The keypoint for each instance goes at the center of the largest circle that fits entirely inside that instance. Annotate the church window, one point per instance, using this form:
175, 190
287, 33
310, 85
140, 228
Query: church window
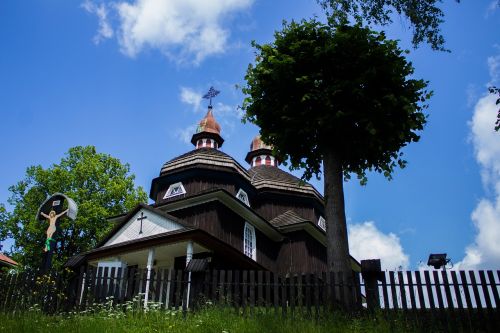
242, 196
249, 245
174, 190
322, 223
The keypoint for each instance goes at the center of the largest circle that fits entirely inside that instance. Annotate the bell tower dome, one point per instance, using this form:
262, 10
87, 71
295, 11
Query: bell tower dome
260, 154
208, 132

WHAT YOU NEED TO DO:
Print all of the material above again word for word, omitting the pictures.

RESULT OF THE EXERCISE:
The keypoint for each instance goes at the center of the largest circle that fits entirely inside that instance. Annotate the church window, one point per instance, using this form:
175, 190
287, 33
310, 85
140, 228
Query: church window
242, 196
249, 245
174, 190
322, 223
The keypoint for each instance goes at the center of the largest circle that fits entirely inside that instance. Annotate the bell tower dome, one point per instance, using this form:
262, 10
87, 71
295, 11
Query: bell tower dome
260, 154
208, 132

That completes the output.